Through the H-team initiative (HIV Transmission Elimination Amsterdam), Soa Aids Netherlands and the Health Authority Amsterdam (GGD Amsterdam) have developed a new approach. This new approach will support infected people who contracted the virus through sex with men (MSM) by diagnosing them and treating their HIV infection as quickly as possible.

Symptoms Check

At the base of the approach is the questionnaire ‘Symptoms Check’ that men can answer on At the onset of an infection, certain symptoms often occur. When men have symptoms that resemble the beginning of an infection with HIV shortly after having unprotected sex, they will receive a referral to the GGD Amsterdam via the Symptoms Check. GGD Amsterdam has opened a special counter for acute infections, where a new testing method will track the first symptoms of an HIV infection. The HIV treatment centres in Amsterdam have accelerated procedures in place to make sure that someone with an acute HIV infection will receive treatment the very same day.

Fastest Approach Ever

“We have never been able to act this quickly at the early stages of an HIV infection,” Wim Zuilhof, programme leader of Mannen die Seks hebben met Mannen (MSM) for Soa Aids Nederland. “With this new test phase, the infection can be diagnosed even earlier. And that is important in the fight against HIV, as at the acute HIV infection stage, the virus can easily be transmitted. Quick treatment in that stage prevents that.

For the health of infected people, it is important that treatment is started as soon as possible. There are indications that the immune system has a better chance of staying fully intact when HIV inhibitors are started as soon as possible. Every day counts!”

44% hardly knows anything about symptoms shortly after an infection with HIV.

To gain a better understanding of the existing knowledge about acute HIV infection, Soa Aids Netherlands organised an online survey among 366 men who had sex with other men. Of those men, only 55% knows that shortly after the infection, you can become sick for several weeks.  30% thinks that there are no symptoms, and 14.5% indicates they do not know the answer to this question. Many men from the target group also do not know how quickly an HIV infection can be diagnosed - 36% thinks that HIV can only be measured in the blood after 3 months, while 24% thinks the answer is three weeks.

### Data under study

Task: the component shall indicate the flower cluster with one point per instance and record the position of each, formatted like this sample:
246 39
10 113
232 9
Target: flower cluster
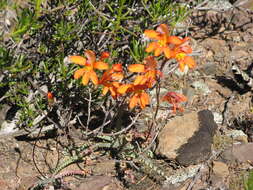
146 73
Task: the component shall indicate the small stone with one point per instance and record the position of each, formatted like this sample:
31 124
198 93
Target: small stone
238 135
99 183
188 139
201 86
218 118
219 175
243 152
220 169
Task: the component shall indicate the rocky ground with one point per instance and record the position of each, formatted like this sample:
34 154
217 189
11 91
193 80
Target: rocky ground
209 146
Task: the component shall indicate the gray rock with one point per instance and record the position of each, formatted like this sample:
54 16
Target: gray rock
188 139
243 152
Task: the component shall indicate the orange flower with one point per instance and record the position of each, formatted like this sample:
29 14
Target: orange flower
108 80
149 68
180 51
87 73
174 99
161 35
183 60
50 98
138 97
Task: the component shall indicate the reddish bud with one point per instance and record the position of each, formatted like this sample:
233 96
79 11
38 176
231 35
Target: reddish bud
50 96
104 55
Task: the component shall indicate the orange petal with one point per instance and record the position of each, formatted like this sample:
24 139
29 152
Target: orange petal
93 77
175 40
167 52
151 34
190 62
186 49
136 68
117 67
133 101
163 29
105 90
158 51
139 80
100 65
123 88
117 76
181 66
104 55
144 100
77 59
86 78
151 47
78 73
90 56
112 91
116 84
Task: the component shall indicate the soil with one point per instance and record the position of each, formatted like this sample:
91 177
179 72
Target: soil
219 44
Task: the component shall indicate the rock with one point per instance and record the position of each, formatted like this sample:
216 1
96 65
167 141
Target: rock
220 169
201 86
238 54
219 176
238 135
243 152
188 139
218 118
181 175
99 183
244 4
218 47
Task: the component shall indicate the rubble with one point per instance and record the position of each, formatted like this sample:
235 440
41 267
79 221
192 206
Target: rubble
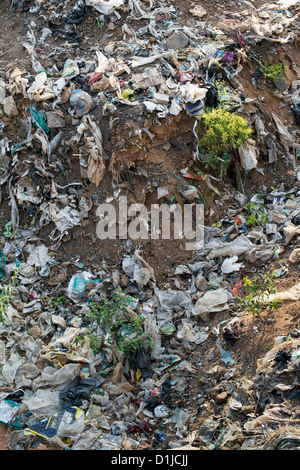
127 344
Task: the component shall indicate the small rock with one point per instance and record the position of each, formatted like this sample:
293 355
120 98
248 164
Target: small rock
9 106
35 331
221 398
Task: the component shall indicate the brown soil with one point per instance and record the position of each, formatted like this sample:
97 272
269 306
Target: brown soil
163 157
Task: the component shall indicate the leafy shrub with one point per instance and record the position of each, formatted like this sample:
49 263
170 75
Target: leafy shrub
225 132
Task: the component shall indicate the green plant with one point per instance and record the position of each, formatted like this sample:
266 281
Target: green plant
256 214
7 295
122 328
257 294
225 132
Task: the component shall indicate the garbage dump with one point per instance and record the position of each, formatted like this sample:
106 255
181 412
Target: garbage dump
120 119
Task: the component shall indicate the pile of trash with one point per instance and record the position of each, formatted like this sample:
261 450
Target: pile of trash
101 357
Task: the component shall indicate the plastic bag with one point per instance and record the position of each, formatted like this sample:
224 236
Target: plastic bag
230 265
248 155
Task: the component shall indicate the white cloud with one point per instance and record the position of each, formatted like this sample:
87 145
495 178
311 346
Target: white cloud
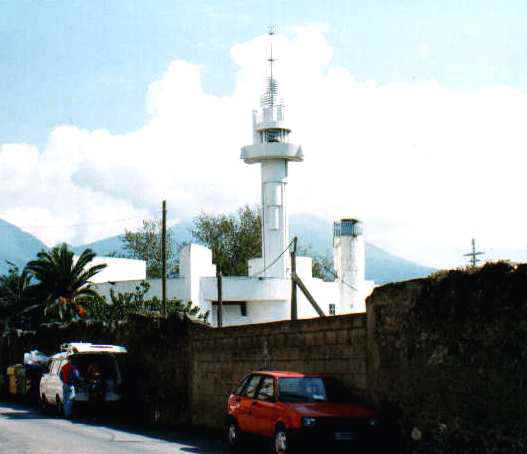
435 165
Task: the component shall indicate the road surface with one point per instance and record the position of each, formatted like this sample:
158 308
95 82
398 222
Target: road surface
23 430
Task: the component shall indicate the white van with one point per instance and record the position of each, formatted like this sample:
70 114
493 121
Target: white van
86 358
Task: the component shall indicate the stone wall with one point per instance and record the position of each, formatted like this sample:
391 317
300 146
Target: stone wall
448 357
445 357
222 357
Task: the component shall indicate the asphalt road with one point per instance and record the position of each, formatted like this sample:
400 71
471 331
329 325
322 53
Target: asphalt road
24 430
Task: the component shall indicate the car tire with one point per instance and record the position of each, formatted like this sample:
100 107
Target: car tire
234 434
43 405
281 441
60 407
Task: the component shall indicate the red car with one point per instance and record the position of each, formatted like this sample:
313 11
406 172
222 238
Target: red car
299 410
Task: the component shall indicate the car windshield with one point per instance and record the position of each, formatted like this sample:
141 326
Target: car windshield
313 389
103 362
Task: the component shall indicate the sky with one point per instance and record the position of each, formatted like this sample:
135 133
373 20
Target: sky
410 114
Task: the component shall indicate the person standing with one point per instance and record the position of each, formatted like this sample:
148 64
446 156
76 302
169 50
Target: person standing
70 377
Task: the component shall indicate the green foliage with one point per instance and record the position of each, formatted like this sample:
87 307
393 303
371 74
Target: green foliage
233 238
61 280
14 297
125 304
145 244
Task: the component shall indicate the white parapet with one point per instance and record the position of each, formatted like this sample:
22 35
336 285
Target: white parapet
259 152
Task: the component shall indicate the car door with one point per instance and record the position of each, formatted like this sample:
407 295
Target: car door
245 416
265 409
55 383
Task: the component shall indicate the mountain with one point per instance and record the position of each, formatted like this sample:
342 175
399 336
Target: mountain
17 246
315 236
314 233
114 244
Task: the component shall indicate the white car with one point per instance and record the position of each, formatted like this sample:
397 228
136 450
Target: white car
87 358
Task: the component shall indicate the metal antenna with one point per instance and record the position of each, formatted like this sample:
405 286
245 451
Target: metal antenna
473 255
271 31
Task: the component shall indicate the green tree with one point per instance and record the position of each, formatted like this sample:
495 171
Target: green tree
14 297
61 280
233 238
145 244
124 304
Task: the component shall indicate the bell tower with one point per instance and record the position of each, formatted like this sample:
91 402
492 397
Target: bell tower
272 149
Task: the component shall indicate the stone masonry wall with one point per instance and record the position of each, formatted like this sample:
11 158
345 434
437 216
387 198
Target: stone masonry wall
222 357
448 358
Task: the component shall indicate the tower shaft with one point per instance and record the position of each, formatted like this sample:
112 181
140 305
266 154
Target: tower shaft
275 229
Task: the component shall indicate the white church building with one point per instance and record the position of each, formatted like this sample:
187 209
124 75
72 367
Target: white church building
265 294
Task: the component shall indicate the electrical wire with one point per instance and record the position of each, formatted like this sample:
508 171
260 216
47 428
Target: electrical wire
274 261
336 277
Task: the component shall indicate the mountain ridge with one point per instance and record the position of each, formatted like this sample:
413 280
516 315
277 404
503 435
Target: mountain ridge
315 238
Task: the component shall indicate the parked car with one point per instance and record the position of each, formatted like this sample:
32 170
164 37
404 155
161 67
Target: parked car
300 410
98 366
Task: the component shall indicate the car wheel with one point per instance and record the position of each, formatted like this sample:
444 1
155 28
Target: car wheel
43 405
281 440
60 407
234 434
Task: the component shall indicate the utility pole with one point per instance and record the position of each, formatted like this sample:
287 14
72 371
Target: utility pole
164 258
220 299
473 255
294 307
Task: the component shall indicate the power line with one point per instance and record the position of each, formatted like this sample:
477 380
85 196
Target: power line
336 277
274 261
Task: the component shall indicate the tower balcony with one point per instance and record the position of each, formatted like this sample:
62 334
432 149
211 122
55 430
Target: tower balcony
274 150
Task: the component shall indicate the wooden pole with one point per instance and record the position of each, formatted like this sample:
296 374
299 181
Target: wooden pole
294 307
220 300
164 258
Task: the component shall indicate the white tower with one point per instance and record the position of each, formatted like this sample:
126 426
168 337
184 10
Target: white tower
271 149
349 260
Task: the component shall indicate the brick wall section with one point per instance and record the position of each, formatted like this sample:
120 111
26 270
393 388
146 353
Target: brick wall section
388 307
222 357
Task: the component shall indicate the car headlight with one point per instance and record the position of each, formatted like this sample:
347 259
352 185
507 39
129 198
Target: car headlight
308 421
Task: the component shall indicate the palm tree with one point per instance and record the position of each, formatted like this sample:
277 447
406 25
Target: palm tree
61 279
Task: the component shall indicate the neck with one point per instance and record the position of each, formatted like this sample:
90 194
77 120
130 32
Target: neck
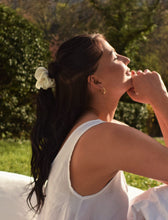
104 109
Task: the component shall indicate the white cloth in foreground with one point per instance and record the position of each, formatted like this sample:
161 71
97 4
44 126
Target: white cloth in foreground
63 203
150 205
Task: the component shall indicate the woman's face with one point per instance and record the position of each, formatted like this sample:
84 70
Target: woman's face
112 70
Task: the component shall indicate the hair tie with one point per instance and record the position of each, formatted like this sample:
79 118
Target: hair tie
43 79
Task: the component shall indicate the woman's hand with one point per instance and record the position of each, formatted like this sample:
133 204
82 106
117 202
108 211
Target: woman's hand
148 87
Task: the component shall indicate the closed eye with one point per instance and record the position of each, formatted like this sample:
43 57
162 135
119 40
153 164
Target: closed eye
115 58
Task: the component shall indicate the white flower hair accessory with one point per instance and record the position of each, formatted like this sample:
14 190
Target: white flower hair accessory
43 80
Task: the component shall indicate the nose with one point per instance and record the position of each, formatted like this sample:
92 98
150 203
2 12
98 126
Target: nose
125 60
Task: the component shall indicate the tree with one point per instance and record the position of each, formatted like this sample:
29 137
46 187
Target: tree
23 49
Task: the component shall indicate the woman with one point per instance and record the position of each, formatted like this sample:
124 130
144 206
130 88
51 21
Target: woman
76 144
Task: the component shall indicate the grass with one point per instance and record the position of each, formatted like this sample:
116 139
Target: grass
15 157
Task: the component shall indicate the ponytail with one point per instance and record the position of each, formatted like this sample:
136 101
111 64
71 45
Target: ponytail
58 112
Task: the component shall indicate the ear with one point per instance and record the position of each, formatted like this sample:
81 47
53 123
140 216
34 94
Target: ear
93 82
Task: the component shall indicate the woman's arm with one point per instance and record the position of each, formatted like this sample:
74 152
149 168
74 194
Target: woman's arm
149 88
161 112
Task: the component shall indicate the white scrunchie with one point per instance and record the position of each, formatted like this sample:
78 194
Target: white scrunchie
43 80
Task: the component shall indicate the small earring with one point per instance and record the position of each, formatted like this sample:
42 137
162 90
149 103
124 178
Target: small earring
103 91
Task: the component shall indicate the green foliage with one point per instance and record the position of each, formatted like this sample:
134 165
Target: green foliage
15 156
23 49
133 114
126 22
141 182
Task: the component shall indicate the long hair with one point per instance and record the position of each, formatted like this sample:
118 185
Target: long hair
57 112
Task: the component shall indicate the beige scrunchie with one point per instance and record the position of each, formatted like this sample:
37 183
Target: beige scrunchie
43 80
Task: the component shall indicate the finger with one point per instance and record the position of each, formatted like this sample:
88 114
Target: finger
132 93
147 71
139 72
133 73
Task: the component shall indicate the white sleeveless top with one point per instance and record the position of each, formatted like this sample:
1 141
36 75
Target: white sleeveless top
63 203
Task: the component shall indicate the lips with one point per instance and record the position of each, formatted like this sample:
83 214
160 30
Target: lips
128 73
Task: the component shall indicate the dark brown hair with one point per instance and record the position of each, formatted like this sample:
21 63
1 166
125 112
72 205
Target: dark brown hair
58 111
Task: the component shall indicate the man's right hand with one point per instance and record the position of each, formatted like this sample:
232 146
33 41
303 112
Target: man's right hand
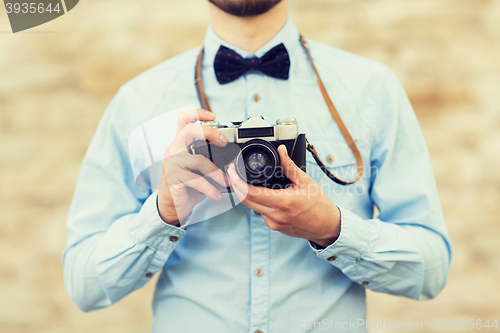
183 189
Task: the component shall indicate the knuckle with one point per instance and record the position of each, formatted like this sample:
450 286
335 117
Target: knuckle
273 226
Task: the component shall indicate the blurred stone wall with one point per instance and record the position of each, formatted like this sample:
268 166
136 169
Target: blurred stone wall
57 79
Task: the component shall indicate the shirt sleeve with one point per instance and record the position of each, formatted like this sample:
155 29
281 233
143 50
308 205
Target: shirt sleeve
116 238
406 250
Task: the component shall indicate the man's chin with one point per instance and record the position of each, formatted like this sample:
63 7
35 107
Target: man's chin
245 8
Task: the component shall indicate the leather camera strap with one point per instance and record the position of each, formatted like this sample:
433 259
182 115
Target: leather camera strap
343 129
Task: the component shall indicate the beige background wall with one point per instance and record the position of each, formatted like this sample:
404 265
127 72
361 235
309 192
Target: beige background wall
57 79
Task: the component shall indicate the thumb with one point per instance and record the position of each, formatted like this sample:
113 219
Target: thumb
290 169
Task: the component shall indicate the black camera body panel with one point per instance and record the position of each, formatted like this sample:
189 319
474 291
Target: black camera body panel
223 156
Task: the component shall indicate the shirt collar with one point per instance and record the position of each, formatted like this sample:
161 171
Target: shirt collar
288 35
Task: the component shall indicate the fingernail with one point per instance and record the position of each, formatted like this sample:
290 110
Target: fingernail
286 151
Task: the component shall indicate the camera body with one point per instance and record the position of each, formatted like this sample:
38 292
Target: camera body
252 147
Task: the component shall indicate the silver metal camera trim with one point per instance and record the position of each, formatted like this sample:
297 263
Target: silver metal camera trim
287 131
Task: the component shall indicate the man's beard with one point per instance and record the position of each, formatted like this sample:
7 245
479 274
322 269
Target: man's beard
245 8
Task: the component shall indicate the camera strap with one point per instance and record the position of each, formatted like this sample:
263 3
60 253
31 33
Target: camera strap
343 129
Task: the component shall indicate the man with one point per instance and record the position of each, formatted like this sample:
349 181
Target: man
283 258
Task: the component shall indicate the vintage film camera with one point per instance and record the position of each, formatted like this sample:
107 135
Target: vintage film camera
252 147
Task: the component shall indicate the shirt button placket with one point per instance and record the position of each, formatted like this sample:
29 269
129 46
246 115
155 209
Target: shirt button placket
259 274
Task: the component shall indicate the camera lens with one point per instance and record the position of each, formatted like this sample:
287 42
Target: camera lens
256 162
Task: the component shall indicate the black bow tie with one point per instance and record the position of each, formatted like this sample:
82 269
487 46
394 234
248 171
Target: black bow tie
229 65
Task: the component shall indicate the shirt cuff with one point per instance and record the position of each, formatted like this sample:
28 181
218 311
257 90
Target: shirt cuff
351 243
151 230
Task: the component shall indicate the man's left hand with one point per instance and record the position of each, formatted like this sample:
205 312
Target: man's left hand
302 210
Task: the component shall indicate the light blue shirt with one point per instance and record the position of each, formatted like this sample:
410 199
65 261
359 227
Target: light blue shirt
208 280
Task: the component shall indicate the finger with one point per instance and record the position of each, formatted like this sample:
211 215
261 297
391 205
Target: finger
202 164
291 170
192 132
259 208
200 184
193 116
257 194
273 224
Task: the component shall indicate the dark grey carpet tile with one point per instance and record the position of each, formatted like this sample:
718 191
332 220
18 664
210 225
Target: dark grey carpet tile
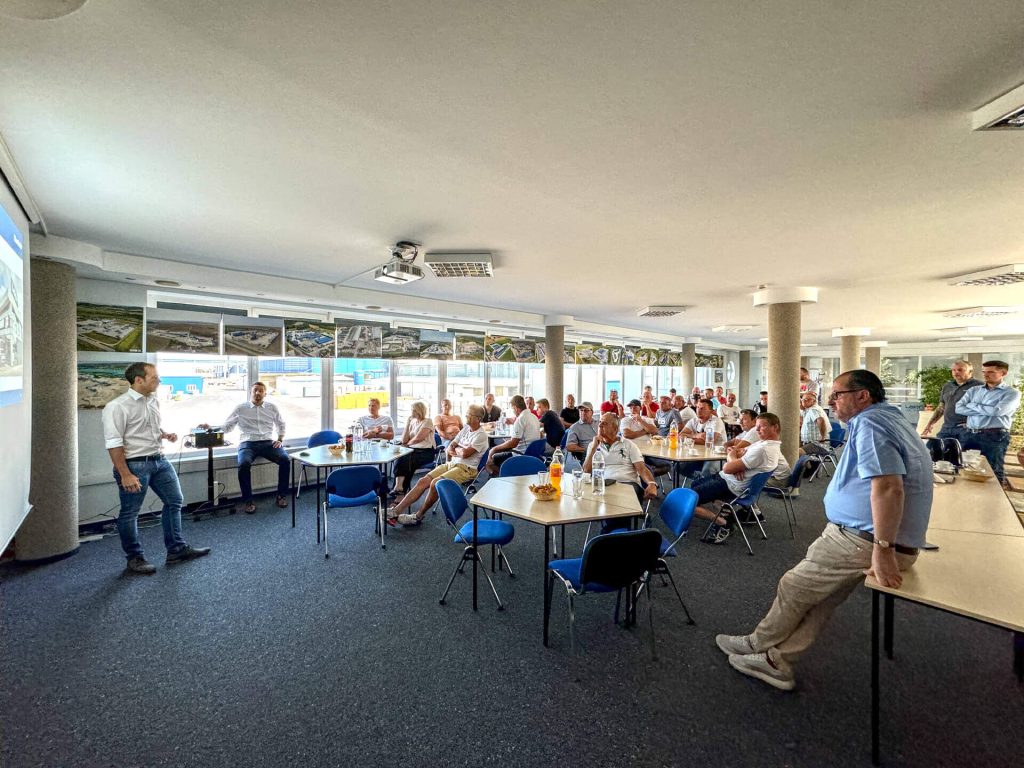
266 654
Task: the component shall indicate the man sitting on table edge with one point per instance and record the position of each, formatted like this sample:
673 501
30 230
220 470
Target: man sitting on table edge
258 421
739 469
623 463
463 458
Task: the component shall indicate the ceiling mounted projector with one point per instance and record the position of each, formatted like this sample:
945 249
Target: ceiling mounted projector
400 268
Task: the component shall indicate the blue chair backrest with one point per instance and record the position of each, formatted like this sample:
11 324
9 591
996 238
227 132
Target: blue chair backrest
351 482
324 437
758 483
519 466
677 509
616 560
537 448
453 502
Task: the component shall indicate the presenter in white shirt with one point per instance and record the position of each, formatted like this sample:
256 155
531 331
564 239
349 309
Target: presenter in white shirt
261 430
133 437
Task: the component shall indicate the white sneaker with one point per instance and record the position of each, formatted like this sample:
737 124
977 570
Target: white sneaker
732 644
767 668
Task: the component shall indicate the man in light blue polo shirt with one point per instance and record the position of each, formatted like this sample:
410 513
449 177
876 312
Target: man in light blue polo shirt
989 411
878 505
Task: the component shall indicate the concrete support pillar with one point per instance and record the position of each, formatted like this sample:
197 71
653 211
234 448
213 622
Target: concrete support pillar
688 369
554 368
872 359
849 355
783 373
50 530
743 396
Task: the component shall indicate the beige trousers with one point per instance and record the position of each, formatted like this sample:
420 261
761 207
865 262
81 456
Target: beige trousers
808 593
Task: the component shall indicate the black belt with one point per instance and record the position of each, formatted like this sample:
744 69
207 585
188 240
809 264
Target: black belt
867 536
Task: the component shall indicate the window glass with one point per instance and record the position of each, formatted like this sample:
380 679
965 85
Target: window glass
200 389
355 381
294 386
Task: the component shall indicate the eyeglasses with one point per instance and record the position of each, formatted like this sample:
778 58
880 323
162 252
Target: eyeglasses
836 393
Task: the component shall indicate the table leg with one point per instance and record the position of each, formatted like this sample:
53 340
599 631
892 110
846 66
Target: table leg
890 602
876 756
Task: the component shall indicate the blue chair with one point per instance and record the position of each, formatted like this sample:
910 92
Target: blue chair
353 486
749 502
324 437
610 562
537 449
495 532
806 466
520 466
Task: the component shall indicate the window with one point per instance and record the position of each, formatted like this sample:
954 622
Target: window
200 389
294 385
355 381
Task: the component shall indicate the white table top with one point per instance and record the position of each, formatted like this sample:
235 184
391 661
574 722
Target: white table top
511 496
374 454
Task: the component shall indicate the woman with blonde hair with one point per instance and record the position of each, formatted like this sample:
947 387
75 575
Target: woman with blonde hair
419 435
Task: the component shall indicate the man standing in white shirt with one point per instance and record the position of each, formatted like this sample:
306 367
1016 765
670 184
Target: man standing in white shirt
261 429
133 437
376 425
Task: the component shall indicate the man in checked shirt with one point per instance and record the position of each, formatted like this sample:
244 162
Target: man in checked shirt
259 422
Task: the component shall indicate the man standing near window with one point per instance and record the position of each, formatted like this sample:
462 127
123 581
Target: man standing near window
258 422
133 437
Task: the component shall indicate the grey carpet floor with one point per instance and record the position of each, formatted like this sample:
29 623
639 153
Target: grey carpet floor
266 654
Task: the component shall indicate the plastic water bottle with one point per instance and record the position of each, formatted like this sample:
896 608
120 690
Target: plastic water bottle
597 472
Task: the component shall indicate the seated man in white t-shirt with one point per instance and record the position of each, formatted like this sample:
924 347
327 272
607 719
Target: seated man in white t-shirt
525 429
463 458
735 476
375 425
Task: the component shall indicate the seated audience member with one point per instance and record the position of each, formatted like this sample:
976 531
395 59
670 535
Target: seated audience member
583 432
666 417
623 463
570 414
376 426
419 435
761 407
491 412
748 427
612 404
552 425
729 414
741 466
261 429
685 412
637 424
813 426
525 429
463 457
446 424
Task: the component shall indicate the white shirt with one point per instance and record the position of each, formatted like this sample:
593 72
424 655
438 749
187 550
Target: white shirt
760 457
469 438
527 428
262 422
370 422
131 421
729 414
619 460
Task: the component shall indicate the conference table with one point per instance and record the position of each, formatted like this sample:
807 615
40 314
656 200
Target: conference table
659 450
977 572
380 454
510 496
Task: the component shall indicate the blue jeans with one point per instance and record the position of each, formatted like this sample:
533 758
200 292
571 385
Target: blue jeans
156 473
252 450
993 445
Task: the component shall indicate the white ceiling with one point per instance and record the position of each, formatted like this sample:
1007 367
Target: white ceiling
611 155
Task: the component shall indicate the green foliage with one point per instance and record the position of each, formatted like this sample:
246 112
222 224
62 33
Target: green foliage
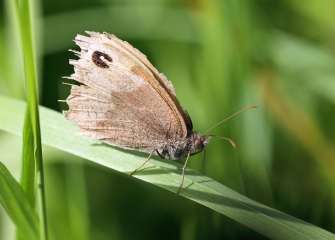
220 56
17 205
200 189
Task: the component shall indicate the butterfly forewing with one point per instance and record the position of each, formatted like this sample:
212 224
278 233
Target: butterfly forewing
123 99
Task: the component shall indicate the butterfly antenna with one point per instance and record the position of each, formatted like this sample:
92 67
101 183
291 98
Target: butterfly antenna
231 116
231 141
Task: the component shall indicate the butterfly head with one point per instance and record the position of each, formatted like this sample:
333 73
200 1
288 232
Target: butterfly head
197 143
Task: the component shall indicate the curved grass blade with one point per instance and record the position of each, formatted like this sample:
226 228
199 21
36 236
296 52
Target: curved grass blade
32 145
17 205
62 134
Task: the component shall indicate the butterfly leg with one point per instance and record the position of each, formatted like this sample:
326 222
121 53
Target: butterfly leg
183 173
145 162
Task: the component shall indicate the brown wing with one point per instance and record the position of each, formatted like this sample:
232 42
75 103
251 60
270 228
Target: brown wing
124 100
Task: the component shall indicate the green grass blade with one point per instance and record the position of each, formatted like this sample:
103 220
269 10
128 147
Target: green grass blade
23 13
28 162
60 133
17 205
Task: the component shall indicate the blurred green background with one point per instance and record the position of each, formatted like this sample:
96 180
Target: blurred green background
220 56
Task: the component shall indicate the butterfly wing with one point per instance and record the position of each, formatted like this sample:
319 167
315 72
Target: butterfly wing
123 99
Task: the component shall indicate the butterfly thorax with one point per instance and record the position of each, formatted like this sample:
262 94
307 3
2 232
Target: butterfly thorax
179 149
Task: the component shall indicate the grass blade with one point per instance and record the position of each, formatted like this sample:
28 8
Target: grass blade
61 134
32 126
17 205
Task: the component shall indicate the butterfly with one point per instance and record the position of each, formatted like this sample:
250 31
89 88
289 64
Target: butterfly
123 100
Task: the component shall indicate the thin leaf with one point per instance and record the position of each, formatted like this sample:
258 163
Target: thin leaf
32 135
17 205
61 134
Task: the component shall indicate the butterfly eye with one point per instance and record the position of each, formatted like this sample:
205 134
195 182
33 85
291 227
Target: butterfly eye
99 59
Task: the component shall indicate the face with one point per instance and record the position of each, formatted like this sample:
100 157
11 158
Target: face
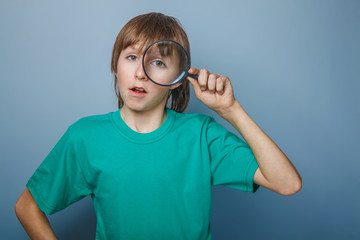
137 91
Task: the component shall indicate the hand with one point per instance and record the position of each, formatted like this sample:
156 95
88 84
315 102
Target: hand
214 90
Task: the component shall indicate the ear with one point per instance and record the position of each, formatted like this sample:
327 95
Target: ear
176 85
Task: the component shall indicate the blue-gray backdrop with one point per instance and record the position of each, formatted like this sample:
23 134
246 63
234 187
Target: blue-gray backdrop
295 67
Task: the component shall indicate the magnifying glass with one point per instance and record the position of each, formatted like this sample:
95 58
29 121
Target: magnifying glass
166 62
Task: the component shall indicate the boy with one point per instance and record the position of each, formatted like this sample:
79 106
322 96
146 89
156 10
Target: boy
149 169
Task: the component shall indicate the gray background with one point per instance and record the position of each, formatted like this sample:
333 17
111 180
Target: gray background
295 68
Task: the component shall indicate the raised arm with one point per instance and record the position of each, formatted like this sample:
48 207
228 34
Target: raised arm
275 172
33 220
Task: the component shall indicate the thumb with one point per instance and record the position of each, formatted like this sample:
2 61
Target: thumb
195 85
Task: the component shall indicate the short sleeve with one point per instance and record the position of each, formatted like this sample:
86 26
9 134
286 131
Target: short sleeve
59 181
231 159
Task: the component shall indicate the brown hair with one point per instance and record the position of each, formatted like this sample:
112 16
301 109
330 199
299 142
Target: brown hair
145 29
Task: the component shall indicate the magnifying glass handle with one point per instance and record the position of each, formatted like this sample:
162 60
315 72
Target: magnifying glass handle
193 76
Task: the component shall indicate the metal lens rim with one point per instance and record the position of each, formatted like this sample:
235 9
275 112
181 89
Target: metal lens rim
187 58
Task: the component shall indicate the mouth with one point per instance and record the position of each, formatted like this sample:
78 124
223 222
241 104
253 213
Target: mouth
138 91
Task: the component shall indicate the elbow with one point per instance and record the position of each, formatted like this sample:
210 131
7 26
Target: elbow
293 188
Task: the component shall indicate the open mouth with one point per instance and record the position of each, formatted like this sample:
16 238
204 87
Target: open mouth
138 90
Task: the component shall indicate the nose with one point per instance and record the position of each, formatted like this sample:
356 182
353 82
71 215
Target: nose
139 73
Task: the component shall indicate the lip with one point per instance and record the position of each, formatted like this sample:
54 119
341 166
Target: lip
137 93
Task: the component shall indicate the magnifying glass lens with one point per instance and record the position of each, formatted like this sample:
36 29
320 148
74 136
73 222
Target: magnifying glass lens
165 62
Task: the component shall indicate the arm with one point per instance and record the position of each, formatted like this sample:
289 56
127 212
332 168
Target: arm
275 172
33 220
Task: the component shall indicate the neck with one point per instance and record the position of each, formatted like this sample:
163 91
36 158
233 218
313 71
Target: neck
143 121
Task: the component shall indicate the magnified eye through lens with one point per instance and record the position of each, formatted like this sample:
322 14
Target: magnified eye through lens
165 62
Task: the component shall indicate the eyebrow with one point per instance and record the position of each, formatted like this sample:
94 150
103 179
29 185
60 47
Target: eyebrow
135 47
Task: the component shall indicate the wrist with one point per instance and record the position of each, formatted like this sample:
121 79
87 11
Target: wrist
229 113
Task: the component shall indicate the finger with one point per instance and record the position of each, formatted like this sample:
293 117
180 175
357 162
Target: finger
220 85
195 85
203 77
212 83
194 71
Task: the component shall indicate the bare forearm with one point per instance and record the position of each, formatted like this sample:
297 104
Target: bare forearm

### Problem 1
In the article on Amsterdam's acute HIV approach, how many men took part in the online survey run by Soa Aids Netherlands?
### Problem 2
Carry on the article on Amsterdam's acute HIV approach from the point where it ends.

### Written response 1
366 men who had sex with other men.

### Written response 2
Symptoms Acute HIV Infection

In a period of two weeks up to three months after the infection, a large number of people with an HIV infection will develop symptoms: fever, fatigue, feeling sick, a skin rash, muscle and joint pains, a throat infection, swollen lymph nodes, head-aches, persistent diarrhoea, night sweats and ulcers (in the mouth or on genitals), but some people do not experience any symptoms at all.

HIV in the Netherlands

In the Netherlands, approximately 25,000 people are living with HIV, and the number is increasing. Approximately 25% has no idea that he or she has contracted HIV. On a yearly basis, there are approximately 1,100 new HIV patients in the Netherlands. Of these new diagnoses, about 350 take place in Amsterdam. Most of these HIV diagnoses are in gay men and migrants from areas in which HIV is relatively common. These new infection take place in spite of safe-sex campaigns, the availability of cheap condoms and the health care that is organised for these risk groups via STD clinics - for example the free testing on STDs. Through new interventions, such as quick diagnoses and treatment of acute HIV infections, innovative HIV test and PrEP, the number of new infections can be decreased.

Amsterdam is the first European city to start a project to eliminate the spreading of HIV. This initiative, called the H-team (Hiv Transmission Elimination AMsterdam), is a collaboration of all the parties that are involved in the fight against HIV and their target groups. The H-team gets support from the Aids Fonds and other sponsors.

Collaborating partners in the H-team are: the Amsterdam Institute for Global Health and Development (AIGHD), Stichting HIV Monitoring (SHM), RIVM, Soa Aids Nederland, GGD Amsterdam, Hiv Vereniging Nederland, as well as General Practitioners and hospitals in Amsterdam. The H-team combines the latest medical insight with psychosocial research and campaigns directed at risk groups, GPs and other care professionals. If the project is successful, it will be implemented throughout the Netherlands.